Begin DOCUMENT EXTRACT

The other important aspect was the agreement of both parties to co-operate and consult closely on the application of existing “regulatory” (i.e. competition or antitrust) arrangements and on their future development.

The Dialogue continues today, with its secretariat now held by the Danish maritime authority, and covers a wide range of topical issues.

Organisation for Economic Co-operation and Development (OECD)

Brief mention has already been made above of the OECD’s Code of Liberalisation of Current Invisible Operations (CLIO). Its purpose, as indeed that of the companion OECD Code of Liberalisation of Capital Movements, is to enable residents in the different member countries to do business with each other as freely as with other residents in their own country. The invisibles code was adopted in 1961 and covers a wide range of service sectors, including banking, insurance, tourism and transport. Shipping is governed by Note 1 to Annex A of the code, which commits OECD member governments to abolishing any national restrictions on the provision of maritime transport services between their countries.

In 1987, culminating some years of work by the Maritime Transport Committee, the OECD Council adopted a recommendation setting out 13 “Common Principles of Shipping Policy for Member Countries” together with detailed guidelines for liner shipping. These principles remain in place today. They are all designed to complement the obligations arising under the invisibles code and to roll back protectionist policies in the shipping sector by way of example and by the use of collective power.

Among other commitments, the OECD member governments emphasised the importance of CLIO for shipping and that the “principle of free circulation of shipping in international trade in free and fair competition . . . forms a guarantee of adequate and economic world shipping services and of maximum economic benefit for shipowners, shippers and consumers”. They agreed to:

  • Refrain from introducing new or additional measures restricting competitive access to international trade and cargoes.

  • Oppose actively restrictive regimes operating in other countries.

  • Consult with the other governments, in the event of their being subjected to pressure from a non-OECD country to accept cargo-sharing, or cargo-reservation measures, with a view to defending the aims and principles set out and to exploring the possibility of a co-ordinated response.

  • Make available and use countervailing powers in the event that any problems with the non-OECD country cannot be resolved through diplomatic processes.

  • Ensure that their domestic policies and measures were consistent with the OECD Code of Liberalisation.

  • Safeguard open and fair competition, and avoid conflicts of law, in the application of competition policy to liner shipping.

This policy is wholly compatible with the philosophy underlying the US/CSG Dialogue. Of note is the fact that the recommendation does not apply to the sensitive area of cabotage.

End DOCUMENT EXTRACT
Begin SUPPLIED ENTRIES

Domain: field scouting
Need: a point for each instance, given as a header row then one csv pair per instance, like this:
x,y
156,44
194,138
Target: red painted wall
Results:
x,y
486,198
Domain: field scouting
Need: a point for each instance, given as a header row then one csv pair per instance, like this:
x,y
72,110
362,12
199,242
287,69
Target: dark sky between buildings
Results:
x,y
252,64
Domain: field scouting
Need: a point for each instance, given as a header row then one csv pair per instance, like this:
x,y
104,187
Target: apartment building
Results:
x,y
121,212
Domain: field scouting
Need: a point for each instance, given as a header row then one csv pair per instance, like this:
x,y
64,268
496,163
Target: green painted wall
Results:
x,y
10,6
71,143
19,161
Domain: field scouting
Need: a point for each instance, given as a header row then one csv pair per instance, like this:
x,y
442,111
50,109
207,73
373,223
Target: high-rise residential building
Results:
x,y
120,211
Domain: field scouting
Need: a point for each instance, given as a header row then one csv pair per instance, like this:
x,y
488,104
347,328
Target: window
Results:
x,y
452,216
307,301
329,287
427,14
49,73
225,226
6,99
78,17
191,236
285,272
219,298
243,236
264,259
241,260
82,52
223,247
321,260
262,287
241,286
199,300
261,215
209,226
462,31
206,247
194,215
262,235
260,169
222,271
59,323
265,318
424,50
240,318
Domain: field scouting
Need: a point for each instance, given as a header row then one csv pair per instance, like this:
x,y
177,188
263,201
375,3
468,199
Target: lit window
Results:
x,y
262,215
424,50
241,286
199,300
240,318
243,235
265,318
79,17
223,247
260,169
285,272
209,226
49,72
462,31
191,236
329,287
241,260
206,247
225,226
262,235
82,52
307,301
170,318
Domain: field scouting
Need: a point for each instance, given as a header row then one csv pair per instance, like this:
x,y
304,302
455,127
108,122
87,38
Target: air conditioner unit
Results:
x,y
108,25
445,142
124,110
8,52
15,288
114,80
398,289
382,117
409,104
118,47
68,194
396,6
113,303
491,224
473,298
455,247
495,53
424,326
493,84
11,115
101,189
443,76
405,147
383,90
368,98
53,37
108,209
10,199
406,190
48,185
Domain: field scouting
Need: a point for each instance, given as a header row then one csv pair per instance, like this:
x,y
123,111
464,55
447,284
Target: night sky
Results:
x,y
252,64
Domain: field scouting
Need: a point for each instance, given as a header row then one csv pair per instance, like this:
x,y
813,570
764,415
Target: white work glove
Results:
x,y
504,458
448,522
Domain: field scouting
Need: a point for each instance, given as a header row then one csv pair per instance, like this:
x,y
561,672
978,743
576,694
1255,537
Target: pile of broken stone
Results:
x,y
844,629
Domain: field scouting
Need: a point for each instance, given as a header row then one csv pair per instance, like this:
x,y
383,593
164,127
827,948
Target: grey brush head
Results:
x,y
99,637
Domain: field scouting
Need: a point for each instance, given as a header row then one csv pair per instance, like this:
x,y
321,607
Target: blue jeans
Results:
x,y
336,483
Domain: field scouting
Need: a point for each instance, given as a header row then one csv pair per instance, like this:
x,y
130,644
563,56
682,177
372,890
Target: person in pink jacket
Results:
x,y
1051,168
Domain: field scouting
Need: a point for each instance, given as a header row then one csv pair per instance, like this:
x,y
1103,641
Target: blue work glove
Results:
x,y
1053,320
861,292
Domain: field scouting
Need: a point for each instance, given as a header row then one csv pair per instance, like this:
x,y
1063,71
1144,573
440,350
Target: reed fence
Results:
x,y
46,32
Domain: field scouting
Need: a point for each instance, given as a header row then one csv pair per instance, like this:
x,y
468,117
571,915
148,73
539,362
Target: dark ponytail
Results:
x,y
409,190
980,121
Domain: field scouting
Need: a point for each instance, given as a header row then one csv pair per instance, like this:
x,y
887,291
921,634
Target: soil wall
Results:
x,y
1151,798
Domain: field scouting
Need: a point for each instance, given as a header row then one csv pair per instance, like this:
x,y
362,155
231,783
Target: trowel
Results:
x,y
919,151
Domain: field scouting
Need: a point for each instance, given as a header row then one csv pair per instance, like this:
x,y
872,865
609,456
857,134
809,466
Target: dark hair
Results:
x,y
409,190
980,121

End SUPPLIED ENTRIES

■ PROMPT 1: Pull out every line of the records that contains the word "dark" and copy each one unchanged.
■ PROMPT 2: Extend the passage on OECD shipping policy, picking up right after its final sentence.

■ EXPECTED ANSWER 1:
Target: dark sky between buildings
Target: dark ponytail
Target: dark hair

■ EXPECTED ANSWER 2:
The OECD, having established its policy clearly, then proceeded to take it in a practical way to other groups of countries which historically had not shared the same liberal philosophy. It did this both in the criteria that it applied when admitting new countries to membership and in direct discussions at international level.

This was significant, because during the mid-1990s several Eastern European countries were admitted into membership (including the Czech Republic, Hungary and Poland, all of which have since become EU member states), as were Mexico and Korea. It is probably not a coincidence that Korea during this time abandoned its waiver system for liner cargoes and removed its last restrictions on the carriage of bulk cargoes.

Further, since the early 1990s, and echoing OECD actions on the wider economic front, the Maritime Transport Committee held a number of rounds of discussions with the then New Independent States of the former Soviet Union (NIS) and the Central and Eastern European Countries (CEECs), with the People’s Republic of China, with the Dynamic Asian Economies of the Far East (DAEs), and with Latin American countries.

The first—with the Eastern European countries—quickly produced an Understanding on Common Shipping Principles in 1993. This followed closely the philosophy of the OECD’s 1987 recommendation, with all parties affirming their commitment to a freely competitive environment in international shipping, to the progressive elimination of any current discriminatory treatment, to fair market pricing, and above all to continued consultation on any problems of implementation and on further developments in their shipping policies.

The discussions with the Asian non-member states (Hong Kong, then Korea, Malaysia, Singapore, Taiwan and Thailand) proceeded more cautiously, but were also positive. Informal consultations in 1991 were followed by informal workshops in Yokohama in 1994, and by a further session in Paris in 1996. For the latter, the parties were also joined by three South American countries (Argentina, Brazil and Chile) in a grouping re-named the Dynamic Non-Member Economies (DNMEs).

In 2003 and 2004, workshops were organised covering a wide range of subjects (e.g. security) which brought together the OECD Governments with all the “Non-Member Economies” involved. Overall, these actions were effective in encouraging the non-OECD countries to pursue more free-market policies in shipping and in helping those countries already tending in that direction to consolidate their progress along that path.

2004 also saw deeper questioning of the role and value of the OECD’s Maritime Transport Committee against the backdrop of ongoing cost reviews across the organisation as a whole. It was clear that it had lost its way. Opinions were divided—both between governments and within the industry associations—as to the practical value of its deliberations. This view was particularly felt by those who had found the way in which the organisation had approached the competition policy issue in the early 2000s either untenable or damaging. Others still retained the belief that there was a need for governments to have a truly international (as opposed to regional) forum in which to be able to exchange views and experiences on maritime trade policy issues.

In 2006, a formal decision was taken by the OECD Council to cease funding this dedicated activity and it was disbanded.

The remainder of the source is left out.